Task brief:
Rewrite every row below with "segmenter" switched to "outliner" and everything else left as it is. Omit the pictures from your answer.

Provided records:
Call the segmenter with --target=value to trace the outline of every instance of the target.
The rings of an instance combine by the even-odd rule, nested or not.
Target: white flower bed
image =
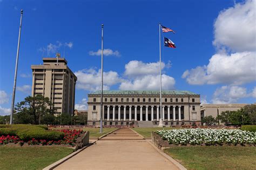
[[[239,130],[164,130],[156,133],[170,144],[256,144],[256,132]]]

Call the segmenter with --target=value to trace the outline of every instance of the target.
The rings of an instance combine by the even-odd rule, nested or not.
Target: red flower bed
[[[75,145],[76,139],[79,136],[80,134],[83,133],[83,130],[59,130],[59,131],[62,132],[64,133],[64,137],[63,140],[60,140],[58,141],[46,141],[44,139],[41,139],[39,141],[35,139],[34,138],[32,140],[28,141],[29,145],[39,145],[40,144],[42,145]],[[18,137],[16,136],[10,136],[8,135],[6,137],[2,135],[0,137],[0,145],[6,145],[8,143],[15,143],[17,144],[19,142],[21,146],[23,145],[24,141],[21,140]]]

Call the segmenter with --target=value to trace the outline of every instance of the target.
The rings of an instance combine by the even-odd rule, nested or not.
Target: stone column
[[[107,120],[109,120],[109,107],[110,107],[110,105],[107,106]]]
[[[132,121],[132,105],[130,105],[129,108],[129,120]]]
[[[114,121],[114,119],[115,119],[115,117],[116,117],[116,115],[115,115],[115,108],[116,108],[116,106],[113,106],[113,121]]]
[[[146,121],[149,121],[149,106],[146,106]]]
[[[176,115],[175,114],[175,107],[176,107],[176,106],[172,106],[172,107],[173,107],[173,121],[176,121]]]
[[[157,120],[159,121],[159,106],[157,106]]]
[[[118,106],[118,120],[121,120],[121,106]]]
[[[151,106],[151,121],[154,120],[154,106]]]
[[[124,106],[124,121],[126,120],[126,106]]]
[[[181,121],[181,112],[180,111],[180,107],[181,106],[179,106],[179,121]]]
[[[137,121],[137,106],[134,106],[134,120]]]

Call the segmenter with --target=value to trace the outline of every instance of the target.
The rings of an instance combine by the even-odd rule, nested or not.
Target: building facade
[[[44,58],[43,64],[31,65],[32,96],[48,97],[56,113],[73,114],[77,77],[64,58]]]
[[[89,125],[99,125],[100,91],[88,94]],[[200,124],[200,95],[187,91],[163,91],[162,115],[165,125]],[[128,125],[137,121],[159,124],[158,91],[104,91],[104,125]]]

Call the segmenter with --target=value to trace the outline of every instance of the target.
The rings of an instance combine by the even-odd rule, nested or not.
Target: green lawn
[[[61,146],[0,146],[1,169],[42,169],[73,152]]]
[[[164,152],[188,169],[255,169],[256,147],[177,146]]]
[[[171,130],[173,129],[172,127],[136,127],[133,128],[133,130],[140,134],[145,138],[151,138],[151,132],[158,130]]]

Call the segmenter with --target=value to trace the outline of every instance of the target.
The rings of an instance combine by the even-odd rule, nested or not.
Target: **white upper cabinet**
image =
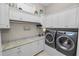
[[[9,28],[9,6],[0,4],[0,28]]]
[[[47,16],[46,27],[77,28],[77,8],[68,9]]]
[[[32,15],[30,13],[24,12],[16,8],[10,7],[10,20],[19,20],[19,21],[29,21],[29,22],[39,22],[39,17]]]

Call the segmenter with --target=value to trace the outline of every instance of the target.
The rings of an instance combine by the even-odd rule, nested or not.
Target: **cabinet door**
[[[0,28],[9,28],[9,6],[0,4]]]
[[[65,27],[67,28],[76,28],[76,8],[67,10],[64,12],[64,21],[65,21]]]
[[[18,11],[16,8],[10,7],[9,18],[10,20],[22,21],[22,13]]]
[[[37,54],[39,50],[38,41],[31,43],[31,47],[32,47],[32,55]]]
[[[38,49],[39,49],[38,52],[44,50],[44,39],[39,40],[39,42],[38,42],[38,47],[39,47],[39,48],[38,48]]]

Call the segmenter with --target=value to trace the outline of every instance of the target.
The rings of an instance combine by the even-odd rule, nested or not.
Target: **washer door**
[[[52,33],[47,33],[46,34],[46,39],[48,43],[53,43],[54,42],[54,35]]]
[[[56,43],[61,49],[66,51],[71,51],[75,47],[74,41],[66,35],[59,36]]]

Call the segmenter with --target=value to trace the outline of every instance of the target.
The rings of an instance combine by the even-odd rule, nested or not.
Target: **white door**
[[[31,47],[32,47],[32,55],[35,55],[38,53],[38,41],[32,42],[31,43]]]
[[[9,6],[0,4],[0,28],[9,28]]]
[[[64,26],[66,28],[76,28],[77,27],[77,23],[76,23],[76,8],[70,9],[70,10],[66,10],[64,12],[64,21],[65,24]]]
[[[79,28],[79,7],[77,7],[77,19],[76,19],[77,28]]]
[[[0,31],[0,56],[2,55],[2,44],[1,44],[1,31]]]

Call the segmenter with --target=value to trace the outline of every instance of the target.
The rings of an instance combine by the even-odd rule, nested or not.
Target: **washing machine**
[[[56,30],[46,29],[45,44],[49,47],[55,48]]]
[[[78,31],[57,31],[56,50],[67,55],[76,56]]]

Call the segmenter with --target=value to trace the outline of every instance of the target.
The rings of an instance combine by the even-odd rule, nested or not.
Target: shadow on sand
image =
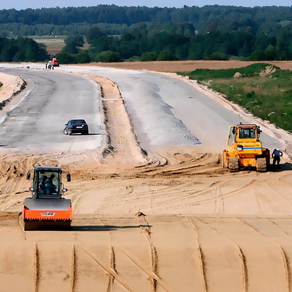
[[[75,225],[71,227],[71,230],[73,231],[108,231],[118,229],[140,227],[151,227],[152,225]]]

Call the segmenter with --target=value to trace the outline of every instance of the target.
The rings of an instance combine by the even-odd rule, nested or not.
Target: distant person
[[[274,158],[273,160],[273,166],[274,167],[276,162],[278,164],[278,168],[280,168],[280,157],[283,156],[283,152],[281,150],[274,149],[272,153],[272,157]]]

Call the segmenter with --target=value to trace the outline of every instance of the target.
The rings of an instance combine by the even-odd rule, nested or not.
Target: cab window
[[[253,128],[244,129],[240,128],[239,138],[240,139],[254,139],[255,138],[255,129]]]
[[[227,145],[228,146],[231,146],[234,141],[235,133],[235,127],[230,127],[229,129],[229,135],[228,136],[228,142],[227,142]]]

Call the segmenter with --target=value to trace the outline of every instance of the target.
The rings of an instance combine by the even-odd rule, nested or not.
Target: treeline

Completed exercise:
Call the outliner with --target=value to trace the outline of every instance of the target.
The rings of an instance combine by the even-odd rule, nested or not.
Target: white flower bed
image =
[[[239,130],[164,130],[156,133],[170,144],[256,144],[256,132]]]

Call the outliner with --target=value to trace the outline of every instance of the target.
The rings of an instance combine by the even-odd rule, nested or not.
Target: red flower bed
[[[75,145],[76,139],[79,136],[80,134],[83,133],[83,130],[59,130],[59,131],[62,132],[64,133],[64,137],[63,140],[60,140],[58,141],[46,141],[44,139],[41,139],[39,141],[35,139],[34,138],[32,140],[28,141],[29,145],[39,145],[40,144],[42,145]],[[18,137],[16,136],[10,136],[8,135],[6,137],[2,135],[0,137],[0,145],[6,145],[8,143],[15,143],[17,144],[19,142],[21,146],[23,145],[24,141],[21,140]]]

Call the outliner with --target=value to trace the outline of every instance of the target.
The rings of an instance combine by the even-odd rule, nested or not.
Target: stone column
[[[107,120],[109,120],[109,107],[110,107],[110,105],[107,106]]]
[[[132,121],[132,105],[130,105],[129,108],[129,120]]]
[[[114,121],[114,119],[115,119],[115,117],[116,117],[116,115],[115,115],[115,108],[116,108],[116,106],[113,106],[113,121]]]
[[[146,121],[149,121],[149,106],[146,106]]]
[[[176,115],[175,114],[175,107],[176,107],[176,106],[172,106],[172,107],[173,107],[173,121],[176,121]]]
[[[157,120],[159,121],[159,106],[157,106]]]
[[[118,106],[118,120],[121,120],[121,106]]]
[[[151,106],[151,121],[154,120],[154,106]]]
[[[124,106],[124,121],[126,120],[126,106]]]
[[[181,121],[181,112],[180,111],[180,107],[181,106],[179,106],[179,121]]]
[[[137,121],[137,106],[134,106],[134,120]]]

Call the outliner with --target=value to trace the outline of every instance of the target.
The rings of an instance combine by the even-odd rule, nested or not.
Target: building facade
[[[44,58],[43,64],[31,65],[32,96],[48,97],[56,113],[73,114],[77,77],[64,58]]]
[[[89,125],[99,125],[100,91],[88,94]],[[200,124],[200,95],[187,91],[163,91],[162,115],[165,125]],[[128,125],[137,121],[159,124],[158,91],[104,91],[104,125]]]

Call the outliner with --target=value to trace the outline of every instance of the target.
The rings of an instance combine by the even-odd rule, nested or not.
Target: green lawn
[[[61,146],[0,146],[1,169],[42,169],[73,152]]]
[[[164,152],[188,169],[255,169],[256,147],[177,146]]]
[[[171,130],[173,129],[172,127],[136,127],[133,128],[133,130],[140,134],[145,138],[151,138],[151,132],[158,130]]]

Call the outliner with --target=value to trace the outline of every instance of the target.
The rings of an instance combine by the even-odd rule, nested or not.
Target: **white upper cabinet**
image =
[[[9,28],[9,6],[0,4],[0,28]]]
[[[47,16],[46,27],[77,28],[77,8],[68,9]]]
[[[32,15],[30,13],[24,12],[16,8],[10,7],[10,20],[19,20],[19,21],[29,21],[29,22],[39,22],[39,17]]]

Call the outliner with --target=value to trace the outline of every instance of the target.
The rings of an instance combine by the even-odd rule, nested or not.
Target: **cabinet door**
[[[0,28],[9,28],[9,6],[0,4]]]
[[[65,27],[67,28],[76,28],[76,8],[67,10],[64,12],[64,21],[65,21]]]
[[[18,11],[16,8],[10,7],[9,18],[10,20],[22,21],[22,13]]]
[[[37,54],[39,50],[38,41],[31,43],[31,47],[32,47],[32,55]]]
[[[38,49],[39,49],[38,52],[44,50],[44,39],[39,40],[39,42],[38,42],[38,47],[39,47],[39,48],[38,48]]]

Call the outliner with --target=value to trace the outline of every instance of the target.
The rings of an instance combine by the even-odd rule, nested or not.
Target: **washer door**
[[[52,33],[47,33],[46,34],[46,39],[48,43],[53,43],[54,42],[54,35]]]
[[[56,43],[61,49],[66,51],[71,51],[75,47],[74,41],[66,35],[59,36]]]

Call the outliner with --target=value to trace the outline of every instance of the target.
The rings of an instance combine by the even-odd rule, nested or not.
Target: **white door**
[[[31,47],[32,47],[32,55],[35,55],[38,53],[38,41],[32,42],[31,43]]]
[[[9,6],[0,4],[0,28],[9,28]]]
[[[64,26],[66,28],[76,28],[77,27],[77,23],[76,23],[76,8],[70,9],[70,10],[66,10],[64,12],[64,21],[65,24]]]
[[[79,28],[79,7],[77,7],[77,19],[76,19],[77,28]]]
[[[0,31],[0,56],[2,55],[2,44],[1,44],[1,31]]]

Call the outliner with --target=value to trace the outline of every instance of the target.
The rings of an instance combine by the even-odd rule, nested or not.
Target: **washing machine**
[[[56,30],[46,29],[45,44],[49,47],[55,48]]]
[[[78,31],[57,31],[56,50],[67,55],[76,56]]]

Call the outliner with --target=value to trace the outline of every instance of the target.
The rings of an instance combine by the even-odd rule, nested or not.
Target: shadow on sand
image =
[[[75,225],[71,227],[71,230],[73,231],[108,231],[118,229],[140,227],[151,227],[152,225]]]

Call the outliner with --target=value to trace the outline of every instance of the target.
The rings of an instance combine by the even-odd rule, nested or not.
Target: distant person
[[[274,158],[273,160],[273,166],[274,167],[276,162],[278,164],[278,168],[280,168],[280,157],[283,156],[283,152],[281,150],[274,149],[272,153],[272,157]]]

Call the outliner with --target=value to trace the outline of every instance of the target.
The rings of an instance combine by the even-odd rule, nested or not.
Target: cab window
[[[253,128],[244,129],[240,128],[239,138],[240,139],[254,139],[255,138],[255,129]]]
[[[227,145],[228,146],[231,146],[234,141],[235,133],[235,127],[230,127],[229,129],[229,135],[228,136],[228,142],[227,142]]]

Call the outliner with --target=value to trace the outline of every instance of the target.
The rings of an instance combine by the even-odd rule, nested or not.
Target: treeline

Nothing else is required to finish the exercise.